* Begin RECORDS FOR THIS EXERCISE *

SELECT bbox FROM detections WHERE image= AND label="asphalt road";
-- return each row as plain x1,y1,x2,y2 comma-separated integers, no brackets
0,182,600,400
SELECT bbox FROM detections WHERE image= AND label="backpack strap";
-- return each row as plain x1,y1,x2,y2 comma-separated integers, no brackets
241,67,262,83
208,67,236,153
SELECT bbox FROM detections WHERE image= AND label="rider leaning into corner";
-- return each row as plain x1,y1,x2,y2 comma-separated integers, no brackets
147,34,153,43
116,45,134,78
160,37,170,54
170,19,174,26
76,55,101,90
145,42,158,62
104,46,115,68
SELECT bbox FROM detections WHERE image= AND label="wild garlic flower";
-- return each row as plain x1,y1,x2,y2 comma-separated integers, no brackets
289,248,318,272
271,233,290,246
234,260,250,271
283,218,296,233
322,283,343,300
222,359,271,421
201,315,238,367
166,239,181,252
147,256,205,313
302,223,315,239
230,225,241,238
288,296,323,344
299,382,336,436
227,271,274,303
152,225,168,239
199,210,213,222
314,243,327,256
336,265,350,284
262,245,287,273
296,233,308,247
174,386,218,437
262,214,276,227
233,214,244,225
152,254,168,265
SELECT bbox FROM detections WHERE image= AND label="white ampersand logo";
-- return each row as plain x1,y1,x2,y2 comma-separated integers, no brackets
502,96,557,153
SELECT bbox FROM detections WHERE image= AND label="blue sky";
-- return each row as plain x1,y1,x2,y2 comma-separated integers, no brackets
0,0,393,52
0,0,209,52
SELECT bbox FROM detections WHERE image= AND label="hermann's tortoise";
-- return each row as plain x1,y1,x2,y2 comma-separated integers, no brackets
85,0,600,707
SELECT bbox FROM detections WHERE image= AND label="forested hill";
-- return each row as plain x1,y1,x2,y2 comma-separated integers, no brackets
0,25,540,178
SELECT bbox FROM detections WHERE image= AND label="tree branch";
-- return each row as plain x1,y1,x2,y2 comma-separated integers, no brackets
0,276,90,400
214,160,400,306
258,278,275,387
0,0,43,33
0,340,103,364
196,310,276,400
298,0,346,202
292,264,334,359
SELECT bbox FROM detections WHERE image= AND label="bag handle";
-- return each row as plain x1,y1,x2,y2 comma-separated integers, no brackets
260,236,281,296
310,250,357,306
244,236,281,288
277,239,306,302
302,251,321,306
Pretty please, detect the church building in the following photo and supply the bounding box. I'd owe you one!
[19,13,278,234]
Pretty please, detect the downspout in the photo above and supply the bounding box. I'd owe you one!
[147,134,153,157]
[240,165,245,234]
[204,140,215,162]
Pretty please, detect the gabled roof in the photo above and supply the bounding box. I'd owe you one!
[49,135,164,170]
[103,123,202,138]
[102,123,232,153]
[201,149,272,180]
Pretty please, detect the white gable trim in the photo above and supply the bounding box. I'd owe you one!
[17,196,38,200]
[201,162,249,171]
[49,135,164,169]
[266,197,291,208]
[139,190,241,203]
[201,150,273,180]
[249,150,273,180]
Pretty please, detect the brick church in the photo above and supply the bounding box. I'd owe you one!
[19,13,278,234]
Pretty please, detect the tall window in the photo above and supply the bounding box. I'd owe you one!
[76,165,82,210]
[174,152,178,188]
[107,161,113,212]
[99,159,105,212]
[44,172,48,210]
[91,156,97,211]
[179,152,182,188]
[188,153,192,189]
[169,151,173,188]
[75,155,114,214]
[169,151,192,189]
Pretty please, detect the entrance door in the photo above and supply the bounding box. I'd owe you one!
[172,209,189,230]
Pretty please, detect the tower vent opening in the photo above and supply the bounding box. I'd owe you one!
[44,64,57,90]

* End RECORDS FOR THIS EXERCISE *

_SET TASK:_
Please repeat the items from the start through the line with "104,46,115,68", swapping "asphalt road" for "paved road" and leaving everything else unchanged.

_EXERCISE SOLUTION:_
SELECT bbox FROM detections WHERE image= AND label="paved road";
-- return each row as plain x1,y1,x2,y2 comma-separated integers, no brackets
0,182,600,400
SELECT bbox FROM detections WHERE image= AND label="backpack strap";
-- return each row as plain x1,y1,x2,y2 comma-separated integers, no brackets
241,67,262,83
208,67,236,153
SELECT bbox FROM detections WHERE image= AND label="rider leaning into corner";
-- return each row as plain x1,y1,x2,y2 comma-separated integers, no brackets
147,34,153,43
116,45,134,78
160,37,170,54
170,19,174,26
76,55,101,90
145,42,158,62
104,46,115,68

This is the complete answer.